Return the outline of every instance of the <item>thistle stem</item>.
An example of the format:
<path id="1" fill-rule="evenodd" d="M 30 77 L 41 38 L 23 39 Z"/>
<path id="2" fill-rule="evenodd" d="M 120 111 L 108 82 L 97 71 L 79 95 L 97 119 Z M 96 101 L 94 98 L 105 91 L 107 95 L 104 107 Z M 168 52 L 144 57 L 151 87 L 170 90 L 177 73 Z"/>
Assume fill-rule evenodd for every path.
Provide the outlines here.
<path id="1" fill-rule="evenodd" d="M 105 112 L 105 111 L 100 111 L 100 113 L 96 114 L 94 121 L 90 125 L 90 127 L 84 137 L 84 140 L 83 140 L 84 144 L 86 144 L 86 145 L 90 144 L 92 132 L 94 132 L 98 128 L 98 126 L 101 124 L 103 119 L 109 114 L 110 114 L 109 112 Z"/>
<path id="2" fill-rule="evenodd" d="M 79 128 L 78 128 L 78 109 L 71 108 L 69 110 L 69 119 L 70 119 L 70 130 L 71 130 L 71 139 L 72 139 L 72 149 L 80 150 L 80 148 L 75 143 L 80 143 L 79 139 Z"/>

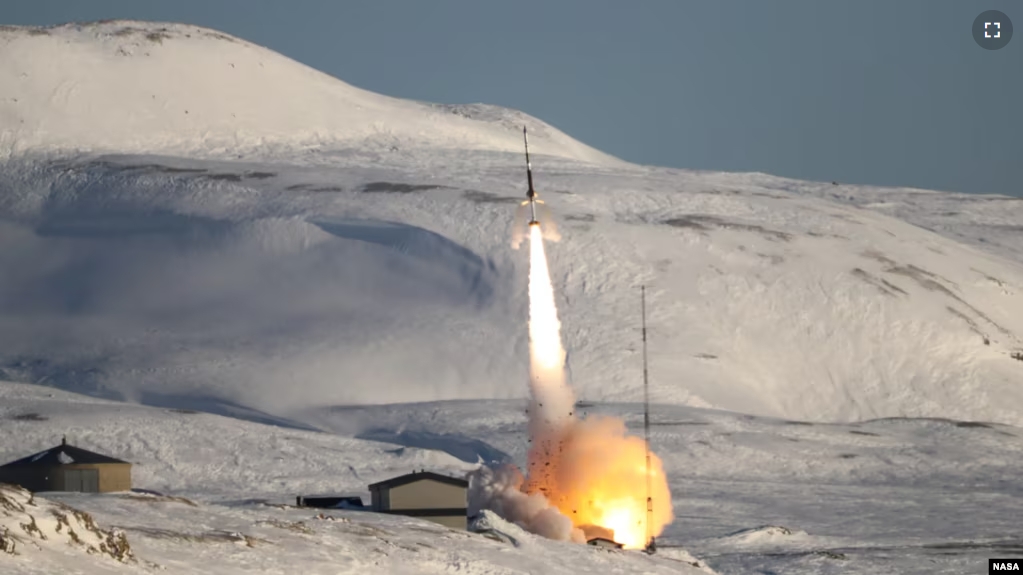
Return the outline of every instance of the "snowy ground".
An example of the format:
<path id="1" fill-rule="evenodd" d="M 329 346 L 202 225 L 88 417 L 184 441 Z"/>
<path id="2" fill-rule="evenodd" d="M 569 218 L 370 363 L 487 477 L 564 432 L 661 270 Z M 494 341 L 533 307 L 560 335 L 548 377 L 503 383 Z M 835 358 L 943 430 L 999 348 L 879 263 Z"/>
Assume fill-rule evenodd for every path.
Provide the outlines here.
<path id="1" fill-rule="evenodd" d="M 259 523 L 312 519 L 254 500 L 521 463 L 522 123 L 563 236 L 548 253 L 584 411 L 639 421 L 648 287 L 665 545 L 720 573 L 1023 554 L 1019 198 L 624 164 L 519 112 L 386 98 L 218 34 L 0 29 L 0 380 L 31 384 L 0 384 L 0 461 L 67 433 L 198 504 L 59 496 L 140 557 L 677 568 L 670 547 L 650 563 L 476 536 L 453 551 L 436 539 L 463 535 L 399 518 Z M 367 538 L 391 553 L 367 559 Z"/>
<path id="2" fill-rule="evenodd" d="M 0 443 L 0 460 L 50 447 L 55 433 L 66 432 L 77 444 L 132 461 L 136 488 L 195 504 L 142 494 L 48 496 L 91 513 L 102 527 L 123 529 L 141 561 L 131 569 L 141 571 L 153 562 L 171 573 L 196 565 L 243 572 L 256 564 L 274 573 L 301 562 L 309 573 L 338 566 L 345 573 L 680 572 L 684 565 L 669 559 L 688 552 L 718 573 L 952 574 L 982 569 L 988 556 L 1023 552 L 1023 430 L 997 424 L 808 424 L 658 405 L 653 445 L 671 479 L 677 519 L 651 562 L 638 552 L 530 536 L 516 548 L 414 519 L 330 513 L 347 520 L 338 523 L 274 507 L 298 494 L 368 498 L 374 481 L 421 467 L 457 475 L 473 467 L 466 459 L 521 465 L 521 402 L 305 413 L 323 433 L 24 384 L 0 384 L 0 398 L 0 433 L 20 438 Z M 637 407 L 581 409 L 623 415 L 638 428 Z M 251 547 L 244 536 L 253 538 Z M 5 560 L 18 566 L 15 573 L 47 572 L 33 571 L 31 557 Z M 90 561 L 79 572 L 125 571 L 109 559 Z"/>

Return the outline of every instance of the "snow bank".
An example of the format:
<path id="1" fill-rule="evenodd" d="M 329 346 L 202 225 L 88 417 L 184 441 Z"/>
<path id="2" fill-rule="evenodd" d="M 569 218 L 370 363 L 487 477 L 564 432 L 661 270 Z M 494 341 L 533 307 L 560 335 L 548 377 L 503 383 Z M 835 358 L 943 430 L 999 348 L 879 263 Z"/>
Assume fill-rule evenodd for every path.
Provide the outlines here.
<path id="1" fill-rule="evenodd" d="M 0 483 L 0 551 L 11 555 L 63 551 L 102 555 L 122 563 L 135 560 L 120 530 L 103 529 L 88 513 L 4 483 Z"/>

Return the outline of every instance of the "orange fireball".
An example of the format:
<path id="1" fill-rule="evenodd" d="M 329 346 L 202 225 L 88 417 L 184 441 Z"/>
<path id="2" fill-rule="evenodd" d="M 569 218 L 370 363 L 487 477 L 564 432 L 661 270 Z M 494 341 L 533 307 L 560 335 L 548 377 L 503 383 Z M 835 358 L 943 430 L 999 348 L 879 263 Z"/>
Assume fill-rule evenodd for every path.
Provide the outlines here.
<path id="1" fill-rule="evenodd" d="M 588 538 L 604 536 L 627 548 L 645 547 L 645 442 L 627 435 L 625 423 L 614 417 L 574 420 L 564 431 L 559 449 L 543 461 L 542 467 L 552 472 L 539 478 L 531 474 L 525 490 L 545 493 Z M 531 463 L 531 469 L 538 467 Z M 664 468 L 655 454 L 650 457 L 650 498 L 650 536 L 657 536 L 674 513 Z"/>

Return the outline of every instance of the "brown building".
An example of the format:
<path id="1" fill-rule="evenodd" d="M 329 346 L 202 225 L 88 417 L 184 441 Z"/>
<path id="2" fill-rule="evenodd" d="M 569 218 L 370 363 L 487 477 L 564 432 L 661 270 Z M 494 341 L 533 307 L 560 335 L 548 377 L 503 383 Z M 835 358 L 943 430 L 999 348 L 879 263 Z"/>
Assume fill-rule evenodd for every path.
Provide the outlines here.
<path id="1" fill-rule="evenodd" d="M 131 489 L 131 464 L 67 444 L 0 466 L 0 483 L 29 491 L 103 493 Z"/>
<path id="2" fill-rule="evenodd" d="M 622 545 L 621 543 L 608 539 L 607 537 L 594 537 L 593 539 L 587 541 L 586 544 L 592 545 L 594 547 L 600 547 L 603 549 L 621 549 L 622 547 L 624 547 L 624 545 Z"/>
<path id="3" fill-rule="evenodd" d="M 454 529 L 466 529 L 469 482 L 430 471 L 413 472 L 369 486 L 371 509 L 422 517 Z"/>

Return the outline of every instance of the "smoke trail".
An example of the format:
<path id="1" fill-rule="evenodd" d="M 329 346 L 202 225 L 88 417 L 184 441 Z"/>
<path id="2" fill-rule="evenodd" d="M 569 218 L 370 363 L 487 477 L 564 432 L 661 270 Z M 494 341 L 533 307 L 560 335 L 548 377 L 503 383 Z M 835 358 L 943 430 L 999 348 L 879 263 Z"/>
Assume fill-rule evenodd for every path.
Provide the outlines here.
<path id="1" fill-rule="evenodd" d="M 539 225 L 529 226 L 529 477 L 526 489 L 548 494 L 575 395 L 565 383 L 565 349 Z"/>
<path id="2" fill-rule="evenodd" d="M 481 468 L 469 477 L 469 514 L 496 512 L 528 531 L 565 541 L 606 537 L 646 545 L 646 444 L 613 417 L 580 420 L 565 381 L 565 349 L 540 225 L 529 226 L 528 476 L 514 466 Z M 661 460 L 650 465 L 653 521 L 672 521 Z"/>

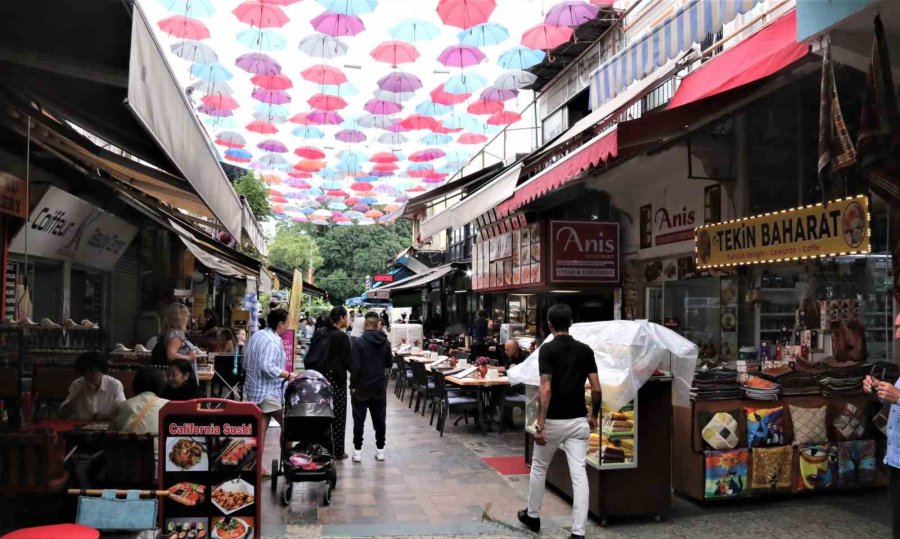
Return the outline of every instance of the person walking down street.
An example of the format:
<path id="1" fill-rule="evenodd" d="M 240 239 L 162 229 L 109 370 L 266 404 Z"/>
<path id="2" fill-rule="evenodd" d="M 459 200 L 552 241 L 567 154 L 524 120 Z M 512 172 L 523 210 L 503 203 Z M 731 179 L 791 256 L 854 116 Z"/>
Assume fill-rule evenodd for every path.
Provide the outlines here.
<path id="1" fill-rule="evenodd" d="M 504 356 L 506 357 L 506 365 L 507 369 L 515 367 L 519 363 L 522 363 L 526 359 L 530 353 L 527 350 L 522 350 L 522 346 L 519 345 L 519 341 L 515 339 L 510 339 L 506 341 L 506 344 L 503 345 Z"/>
<path id="2" fill-rule="evenodd" d="M 569 537 L 582 538 L 590 494 L 584 459 L 591 431 L 597 428 L 600 379 L 593 350 L 569 335 L 572 309 L 565 304 L 554 305 L 547 312 L 547 322 L 553 340 L 541 347 L 538 358 L 540 405 L 534 422 L 535 446 L 528 507 L 519 511 L 518 516 L 519 522 L 531 531 L 540 531 L 547 469 L 557 448 L 562 447 L 572 477 L 572 534 Z M 591 384 L 591 414 L 584 405 L 584 385 L 588 380 Z"/>
<path id="3" fill-rule="evenodd" d="M 391 317 L 388 316 L 387 309 L 381 311 L 381 327 L 384 331 L 391 330 Z"/>
<path id="4" fill-rule="evenodd" d="M 266 317 L 266 329 L 257 331 L 250 337 L 244 353 L 244 400 L 259 406 L 263 413 L 262 440 L 259 448 L 259 462 L 263 459 L 266 430 L 272 419 L 284 425 L 282 404 L 284 401 L 284 381 L 290 382 L 295 375 L 284 370 L 285 357 L 281 336 L 288 329 L 288 312 L 273 309 Z M 263 467 L 263 476 L 271 477 L 272 471 Z"/>
<path id="5" fill-rule="evenodd" d="M 362 461 L 366 414 L 375 427 L 375 460 L 384 460 L 387 416 L 387 371 L 393 357 L 387 335 L 380 330 L 375 311 L 365 316 L 365 331 L 353 339 L 350 359 L 350 404 L 353 408 L 353 462 Z"/>
<path id="6" fill-rule="evenodd" d="M 900 380 L 890 382 L 866 376 L 863 380 L 866 393 L 877 393 L 878 399 L 891 405 L 888 414 L 887 451 L 884 463 L 888 470 L 888 496 L 891 501 L 891 524 L 894 539 L 900 539 Z"/>
<path id="7" fill-rule="evenodd" d="M 326 326 L 313 337 L 313 343 L 317 339 L 326 339 L 324 344 L 328 347 L 328 356 L 322 367 L 322 375 L 331 383 L 334 396 L 334 458 L 343 460 L 347 458 L 344 435 L 347 430 L 347 371 L 350 370 L 350 336 L 347 334 L 347 327 L 350 325 L 350 316 L 347 309 L 339 306 L 331 309 L 325 322 Z"/>
<path id="8" fill-rule="evenodd" d="M 478 318 L 472 324 L 472 357 L 483 356 L 487 352 L 488 321 L 484 311 L 478 311 Z"/>

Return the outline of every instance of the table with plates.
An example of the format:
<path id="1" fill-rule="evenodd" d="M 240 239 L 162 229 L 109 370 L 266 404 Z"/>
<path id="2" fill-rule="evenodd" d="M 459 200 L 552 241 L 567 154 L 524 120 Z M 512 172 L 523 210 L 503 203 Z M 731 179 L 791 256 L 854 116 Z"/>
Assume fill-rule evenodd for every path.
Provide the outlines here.
<path id="1" fill-rule="evenodd" d="M 490 370 L 500 370 L 498 367 L 491 367 Z M 457 373 L 459 374 L 459 373 Z M 478 392 L 478 424 L 481 428 L 481 432 L 487 432 L 489 420 L 493 420 L 493 412 L 494 408 L 497 407 L 497 403 L 491 402 L 491 391 L 497 388 L 507 388 L 509 387 L 509 378 L 505 375 L 504 372 L 498 373 L 496 377 L 485 377 L 482 378 L 478 371 L 474 371 L 468 376 L 459 377 L 456 374 L 452 374 L 449 376 L 445 376 L 444 380 L 455 386 L 459 386 L 462 388 L 475 388 Z M 490 411 L 492 413 L 486 414 L 486 411 Z M 503 418 L 500 418 L 502 421 Z"/>

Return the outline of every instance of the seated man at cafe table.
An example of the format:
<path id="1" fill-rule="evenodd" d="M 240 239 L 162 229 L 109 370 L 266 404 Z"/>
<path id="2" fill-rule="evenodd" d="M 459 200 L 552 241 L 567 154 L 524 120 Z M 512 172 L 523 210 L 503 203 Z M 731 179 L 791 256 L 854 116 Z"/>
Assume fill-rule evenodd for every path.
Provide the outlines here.
<path id="1" fill-rule="evenodd" d="M 59 407 L 65 419 L 109 419 L 116 404 L 125 400 L 122 382 L 106 374 L 109 363 L 99 352 L 85 352 L 75 360 L 75 372 L 81 377 L 69 386 L 69 396 Z"/>
<path id="2" fill-rule="evenodd" d="M 503 345 L 504 357 L 506 358 L 506 368 L 514 367 L 522 363 L 530 355 L 527 350 L 523 350 L 519 345 L 519 341 L 510 339 Z"/>
<path id="3" fill-rule="evenodd" d="M 162 398 L 166 377 L 156 367 L 141 367 L 131 384 L 134 397 L 116 404 L 109 430 L 136 434 L 159 433 L 159 410 L 169 401 Z"/>

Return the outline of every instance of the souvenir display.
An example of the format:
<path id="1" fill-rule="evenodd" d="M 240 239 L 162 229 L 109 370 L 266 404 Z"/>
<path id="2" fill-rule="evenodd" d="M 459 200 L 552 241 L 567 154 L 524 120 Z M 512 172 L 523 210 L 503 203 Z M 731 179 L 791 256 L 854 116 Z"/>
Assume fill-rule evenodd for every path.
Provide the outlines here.
<path id="1" fill-rule="evenodd" d="M 784 443 L 784 409 L 745 408 L 747 414 L 747 445 L 766 447 Z"/>
<path id="2" fill-rule="evenodd" d="M 826 490 L 837 484 L 838 448 L 835 444 L 801 445 L 798 454 L 797 490 Z"/>
<path id="3" fill-rule="evenodd" d="M 706 451 L 705 455 L 705 498 L 734 498 L 747 493 L 748 450 Z"/>

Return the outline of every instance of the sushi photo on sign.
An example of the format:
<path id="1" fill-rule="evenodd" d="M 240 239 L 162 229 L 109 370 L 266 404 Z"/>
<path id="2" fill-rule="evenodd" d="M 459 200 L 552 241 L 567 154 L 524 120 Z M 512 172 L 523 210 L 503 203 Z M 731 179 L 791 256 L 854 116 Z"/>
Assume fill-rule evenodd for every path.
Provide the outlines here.
<path id="1" fill-rule="evenodd" d="M 215 438 L 210 454 L 214 471 L 253 471 L 257 459 L 256 438 Z"/>

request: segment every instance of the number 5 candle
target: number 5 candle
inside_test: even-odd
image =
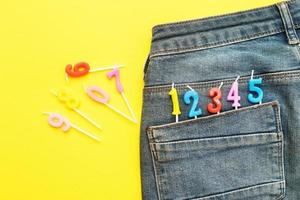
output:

________________________

- DIRECTIONS: Take every line from the data that contains the word "candle".

- RESPONSE:
request: segment every instance of the number 5 candle
target: number 5 candle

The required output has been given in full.